### Recorded information
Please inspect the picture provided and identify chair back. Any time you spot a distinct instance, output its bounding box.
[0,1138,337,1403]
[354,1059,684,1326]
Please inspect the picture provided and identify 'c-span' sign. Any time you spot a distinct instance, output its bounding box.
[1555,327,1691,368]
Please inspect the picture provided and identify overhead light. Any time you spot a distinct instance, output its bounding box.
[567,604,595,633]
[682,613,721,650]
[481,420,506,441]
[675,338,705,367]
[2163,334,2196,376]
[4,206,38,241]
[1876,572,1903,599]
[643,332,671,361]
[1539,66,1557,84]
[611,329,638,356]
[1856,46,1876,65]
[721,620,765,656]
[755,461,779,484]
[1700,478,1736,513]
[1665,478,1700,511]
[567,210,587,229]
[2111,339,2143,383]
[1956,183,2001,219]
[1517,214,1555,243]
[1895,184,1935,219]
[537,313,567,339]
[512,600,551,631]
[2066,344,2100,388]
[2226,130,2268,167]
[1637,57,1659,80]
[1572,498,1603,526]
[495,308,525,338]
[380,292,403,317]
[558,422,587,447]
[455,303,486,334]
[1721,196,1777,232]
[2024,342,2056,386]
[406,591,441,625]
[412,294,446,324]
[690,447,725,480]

### What you need to do
Each line above is to be restated exactly as it stands.

### Exercise solution
Please inspect the picture provided and identify chair back. Any time you spot a distinct instance, output its bounding box.
[0,1138,337,1403]
[354,1059,684,1326]
Please inspect the picture provided and identify 'c-span' sign. Any time you spot a distinct instance, output its bounding box.
[1555,327,1691,368]
Please inspect the picture provided and identify overhead light. Any time you spot a distinct instance, output its bounding box.
[567,604,595,633]
[682,613,721,650]
[481,420,506,441]
[675,338,705,367]
[2163,334,2196,376]
[4,206,38,241]
[1876,572,1903,599]
[643,332,671,361]
[1539,66,1557,84]
[611,329,638,356]
[1856,46,1876,65]
[721,620,765,656]
[755,461,779,484]
[1700,478,1736,513]
[1665,478,1700,511]
[567,210,587,229]
[2111,339,2143,383]
[1956,183,2001,219]
[1517,214,1555,243]
[1895,184,1935,219]
[537,313,567,339]
[512,600,551,631]
[2066,344,2100,388]
[2226,130,2268,167]
[1637,57,1659,80]
[1572,498,1603,526]
[495,308,525,338]
[380,292,403,317]
[558,422,587,447]
[455,303,486,334]
[1721,196,1777,232]
[2024,342,2056,386]
[406,591,441,625]
[412,294,446,324]
[690,447,725,480]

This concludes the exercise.